Somewhere in the records below is a line containing "Tag the weathered". Copy that line and everything after it through the end, unchanged.

§ **Record excerpts**:
========================
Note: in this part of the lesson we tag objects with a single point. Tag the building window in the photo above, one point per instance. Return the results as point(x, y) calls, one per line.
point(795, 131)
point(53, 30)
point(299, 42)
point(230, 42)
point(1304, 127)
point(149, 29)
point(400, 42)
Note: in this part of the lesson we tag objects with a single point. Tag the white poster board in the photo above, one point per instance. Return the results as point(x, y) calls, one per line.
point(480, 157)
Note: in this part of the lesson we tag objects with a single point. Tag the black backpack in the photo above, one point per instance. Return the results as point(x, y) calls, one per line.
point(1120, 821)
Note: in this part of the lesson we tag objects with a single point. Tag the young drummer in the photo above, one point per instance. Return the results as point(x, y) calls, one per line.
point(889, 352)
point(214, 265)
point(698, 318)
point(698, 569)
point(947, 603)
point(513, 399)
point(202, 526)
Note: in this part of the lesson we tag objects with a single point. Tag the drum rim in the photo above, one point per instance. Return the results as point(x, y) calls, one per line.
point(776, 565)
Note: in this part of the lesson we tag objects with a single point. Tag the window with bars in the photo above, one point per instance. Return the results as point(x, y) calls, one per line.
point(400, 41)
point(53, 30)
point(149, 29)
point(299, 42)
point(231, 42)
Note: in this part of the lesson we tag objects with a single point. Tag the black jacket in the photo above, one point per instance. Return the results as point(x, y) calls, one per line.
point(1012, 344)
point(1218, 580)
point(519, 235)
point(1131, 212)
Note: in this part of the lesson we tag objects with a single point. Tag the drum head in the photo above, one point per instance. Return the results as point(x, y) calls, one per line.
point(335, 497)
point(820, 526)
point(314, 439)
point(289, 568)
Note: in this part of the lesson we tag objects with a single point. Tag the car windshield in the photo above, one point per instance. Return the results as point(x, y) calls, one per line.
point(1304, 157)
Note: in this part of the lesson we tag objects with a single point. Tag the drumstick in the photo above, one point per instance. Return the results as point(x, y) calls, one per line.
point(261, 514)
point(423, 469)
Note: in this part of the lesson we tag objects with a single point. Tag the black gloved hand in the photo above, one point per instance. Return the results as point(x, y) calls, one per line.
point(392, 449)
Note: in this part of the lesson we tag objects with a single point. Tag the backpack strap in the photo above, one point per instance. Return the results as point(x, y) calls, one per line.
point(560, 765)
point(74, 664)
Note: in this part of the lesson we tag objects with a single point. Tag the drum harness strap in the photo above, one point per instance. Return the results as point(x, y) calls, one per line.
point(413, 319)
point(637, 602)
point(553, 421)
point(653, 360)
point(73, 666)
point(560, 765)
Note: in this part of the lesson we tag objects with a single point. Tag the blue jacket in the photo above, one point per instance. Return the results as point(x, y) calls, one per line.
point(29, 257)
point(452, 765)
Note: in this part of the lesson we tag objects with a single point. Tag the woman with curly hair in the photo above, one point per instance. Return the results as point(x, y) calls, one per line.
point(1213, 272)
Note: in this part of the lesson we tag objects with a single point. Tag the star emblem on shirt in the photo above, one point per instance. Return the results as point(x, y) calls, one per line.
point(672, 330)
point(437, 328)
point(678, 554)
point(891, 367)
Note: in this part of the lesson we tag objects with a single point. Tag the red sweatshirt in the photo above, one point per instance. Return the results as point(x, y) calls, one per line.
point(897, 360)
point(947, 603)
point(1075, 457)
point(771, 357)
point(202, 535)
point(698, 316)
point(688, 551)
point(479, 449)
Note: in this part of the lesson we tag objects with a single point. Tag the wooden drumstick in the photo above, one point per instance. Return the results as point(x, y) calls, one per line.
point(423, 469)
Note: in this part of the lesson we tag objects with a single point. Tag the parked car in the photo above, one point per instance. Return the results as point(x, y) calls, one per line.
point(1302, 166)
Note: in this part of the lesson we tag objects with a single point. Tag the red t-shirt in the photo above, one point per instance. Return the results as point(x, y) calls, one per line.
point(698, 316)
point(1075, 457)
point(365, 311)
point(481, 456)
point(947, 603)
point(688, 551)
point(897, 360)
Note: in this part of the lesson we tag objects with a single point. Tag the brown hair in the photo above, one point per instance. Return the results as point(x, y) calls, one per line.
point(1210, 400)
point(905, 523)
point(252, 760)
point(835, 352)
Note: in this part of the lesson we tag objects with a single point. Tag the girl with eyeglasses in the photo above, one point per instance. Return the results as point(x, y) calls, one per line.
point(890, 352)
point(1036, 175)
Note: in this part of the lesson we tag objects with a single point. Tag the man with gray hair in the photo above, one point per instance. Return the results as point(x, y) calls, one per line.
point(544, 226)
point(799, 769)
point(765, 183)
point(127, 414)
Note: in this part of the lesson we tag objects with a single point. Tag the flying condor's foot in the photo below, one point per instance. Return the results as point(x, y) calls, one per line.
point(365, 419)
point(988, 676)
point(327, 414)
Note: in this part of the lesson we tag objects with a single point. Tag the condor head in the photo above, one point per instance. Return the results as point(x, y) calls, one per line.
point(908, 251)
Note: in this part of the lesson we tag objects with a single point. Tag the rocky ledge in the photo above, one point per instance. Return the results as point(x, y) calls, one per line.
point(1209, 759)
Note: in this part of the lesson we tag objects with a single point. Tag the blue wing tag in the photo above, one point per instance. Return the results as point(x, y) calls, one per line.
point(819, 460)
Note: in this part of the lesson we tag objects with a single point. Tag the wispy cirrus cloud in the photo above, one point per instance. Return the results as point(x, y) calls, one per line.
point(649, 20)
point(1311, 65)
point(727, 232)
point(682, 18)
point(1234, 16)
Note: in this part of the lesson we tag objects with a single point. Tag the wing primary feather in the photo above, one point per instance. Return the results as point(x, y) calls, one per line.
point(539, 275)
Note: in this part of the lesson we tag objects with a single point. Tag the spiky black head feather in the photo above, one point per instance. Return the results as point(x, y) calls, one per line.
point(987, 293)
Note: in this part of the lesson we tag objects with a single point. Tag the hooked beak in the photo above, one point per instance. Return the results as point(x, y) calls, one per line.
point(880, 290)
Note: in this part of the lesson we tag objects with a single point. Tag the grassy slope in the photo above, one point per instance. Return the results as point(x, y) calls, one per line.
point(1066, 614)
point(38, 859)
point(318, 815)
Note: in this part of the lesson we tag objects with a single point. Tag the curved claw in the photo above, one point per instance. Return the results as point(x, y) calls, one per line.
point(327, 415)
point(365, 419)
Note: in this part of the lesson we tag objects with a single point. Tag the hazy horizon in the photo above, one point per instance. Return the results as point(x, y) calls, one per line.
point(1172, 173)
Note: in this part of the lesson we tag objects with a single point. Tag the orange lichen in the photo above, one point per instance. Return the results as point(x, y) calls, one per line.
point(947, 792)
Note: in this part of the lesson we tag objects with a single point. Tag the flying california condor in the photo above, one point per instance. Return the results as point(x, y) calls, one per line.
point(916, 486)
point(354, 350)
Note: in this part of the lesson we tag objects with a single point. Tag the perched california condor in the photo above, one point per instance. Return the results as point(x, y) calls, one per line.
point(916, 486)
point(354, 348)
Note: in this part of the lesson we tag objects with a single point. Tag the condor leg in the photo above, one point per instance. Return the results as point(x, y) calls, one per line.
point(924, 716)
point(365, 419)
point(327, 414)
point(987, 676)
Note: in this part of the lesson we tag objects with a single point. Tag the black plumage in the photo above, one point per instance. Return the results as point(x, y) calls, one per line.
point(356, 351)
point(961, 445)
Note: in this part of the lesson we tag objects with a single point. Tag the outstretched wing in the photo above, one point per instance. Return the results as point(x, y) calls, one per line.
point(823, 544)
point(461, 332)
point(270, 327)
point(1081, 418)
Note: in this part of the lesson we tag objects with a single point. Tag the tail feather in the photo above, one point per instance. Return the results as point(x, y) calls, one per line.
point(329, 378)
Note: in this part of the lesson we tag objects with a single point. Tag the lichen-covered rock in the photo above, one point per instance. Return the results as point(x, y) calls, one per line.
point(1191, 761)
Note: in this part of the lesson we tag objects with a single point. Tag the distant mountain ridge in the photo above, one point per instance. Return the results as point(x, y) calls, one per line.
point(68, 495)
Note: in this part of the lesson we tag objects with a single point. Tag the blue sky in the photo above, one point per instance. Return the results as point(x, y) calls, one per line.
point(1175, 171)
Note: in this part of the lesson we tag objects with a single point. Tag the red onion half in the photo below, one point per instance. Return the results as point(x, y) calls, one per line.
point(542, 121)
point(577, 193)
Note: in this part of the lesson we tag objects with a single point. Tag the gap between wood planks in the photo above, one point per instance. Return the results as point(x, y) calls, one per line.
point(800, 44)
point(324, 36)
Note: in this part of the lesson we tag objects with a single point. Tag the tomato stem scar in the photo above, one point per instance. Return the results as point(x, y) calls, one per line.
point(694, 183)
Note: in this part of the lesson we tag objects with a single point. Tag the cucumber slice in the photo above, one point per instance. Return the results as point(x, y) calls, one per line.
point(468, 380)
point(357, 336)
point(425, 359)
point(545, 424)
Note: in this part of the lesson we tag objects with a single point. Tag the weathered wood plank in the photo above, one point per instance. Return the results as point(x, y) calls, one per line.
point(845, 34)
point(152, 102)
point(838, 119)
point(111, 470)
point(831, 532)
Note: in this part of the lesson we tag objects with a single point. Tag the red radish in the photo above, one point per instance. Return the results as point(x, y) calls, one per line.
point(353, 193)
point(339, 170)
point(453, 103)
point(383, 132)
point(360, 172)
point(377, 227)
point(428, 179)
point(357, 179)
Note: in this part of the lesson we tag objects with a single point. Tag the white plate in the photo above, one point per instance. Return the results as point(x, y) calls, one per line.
========================
§ **Output of the task**:
Note: in this part of the lesson we tag objects with a single point. Tag the weathered wood plank in the photo above, one point per instance. Return the results as point(x, y) calls, one per line.
point(845, 34)
point(152, 102)
point(838, 119)
point(111, 470)
point(831, 532)
Note: in this part of the lesson we tag objects with a single point. Tag the red radish in the photo above, one point per instance. Return the results as point(x, y) calls, one per line.
point(353, 193)
point(339, 170)
point(453, 103)
point(383, 132)
point(360, 172)
point(377, 227)
point(428, 179)
point(357, 179)
Note: in this part of the lesson we tag objects with a single point. Tag the white plate in the photo above, one point per instance. Return the results as point(x, y) calls, one per line.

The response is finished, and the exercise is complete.